Type out all the data below, word for word.

» **Stored records**

▼

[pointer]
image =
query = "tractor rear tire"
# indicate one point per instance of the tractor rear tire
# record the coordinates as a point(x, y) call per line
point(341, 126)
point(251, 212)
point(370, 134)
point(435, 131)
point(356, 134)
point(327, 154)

▲

» **EXERCISE OUTPUT**
[pointer]
image =
query = "tractor rear tire"
# indicate one point per instance of the tractor rear tire
# record the coordinates as a point(x, y) call per line
point(341, 126)
point(251, 212)
point(370, 134)
point(435, 131)
point(356, 134)
point(327, 154)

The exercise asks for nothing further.